- _Obiettivo dell'esercizio_:
Per favore, riscrivi tutte le righe seguenti sostituendo "signal-timing review" con "traffic-signal audit" e lasciando invariato tutto il resto.

(Voci di un dataset di puntamento)
• • • • •

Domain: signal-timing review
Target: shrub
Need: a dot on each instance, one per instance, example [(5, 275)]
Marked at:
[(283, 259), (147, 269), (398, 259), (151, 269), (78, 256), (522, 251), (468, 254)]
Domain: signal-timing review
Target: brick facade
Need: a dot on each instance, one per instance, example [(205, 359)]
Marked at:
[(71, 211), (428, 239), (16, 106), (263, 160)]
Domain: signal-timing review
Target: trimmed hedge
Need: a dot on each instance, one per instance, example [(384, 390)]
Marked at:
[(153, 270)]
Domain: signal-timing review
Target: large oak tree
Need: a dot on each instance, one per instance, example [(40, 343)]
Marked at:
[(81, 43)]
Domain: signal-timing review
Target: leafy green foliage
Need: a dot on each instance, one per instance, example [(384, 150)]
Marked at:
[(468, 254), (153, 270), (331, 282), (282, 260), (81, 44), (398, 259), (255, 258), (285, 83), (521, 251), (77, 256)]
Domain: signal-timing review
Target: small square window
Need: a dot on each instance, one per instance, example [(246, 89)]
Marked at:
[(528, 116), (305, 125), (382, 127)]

• • • • •

- _Risultato qui sotto_:
Domain: traffic-signal audit
Target: shrub
Need: a dot on each instance, one per instance, example [(5, 275)]
Marked at:
[(283, 259), (147, 269), (398, 259), (151, 269), (78, 256), (522, 251), (468, 254)]
Domain: traffic-signal audit
Target: brick facade
Need: a dot on each instance, one per instance, example [(205, 359)]
Marked at:
[(71, 211), (428, 239), (16, 106), (263, 160)]
Domain: traffic-signal audit
Target: trimmed hedge
Need: a dot on each instance, one per instance, example [(384, 390)]
Marked at:
[(153, 270)]
Domain: traffic-signal audit
Target: large oak tree
Need: a dot on each instance, one per instance, example [(40, 343)]
Marked at:
[(81, 43)]
Domain: traffic-signal audit
Target: leafy green foliage
Need: a dot on each instance, one per instance, example [(384, 150)]
Marked at:
[(468, 254), (153, 270), (331, 282), (282, 260), (81, 44), (398, 259), (255, 258), (285, 83), (521, 251), (77, 256)]
Domain: traffic-signal audit
Target: small square window
Need: a dot on each instance, one per instance, example [(246, 89)]
Marked at:
[(528, 116), (305, 125), (382, 127)]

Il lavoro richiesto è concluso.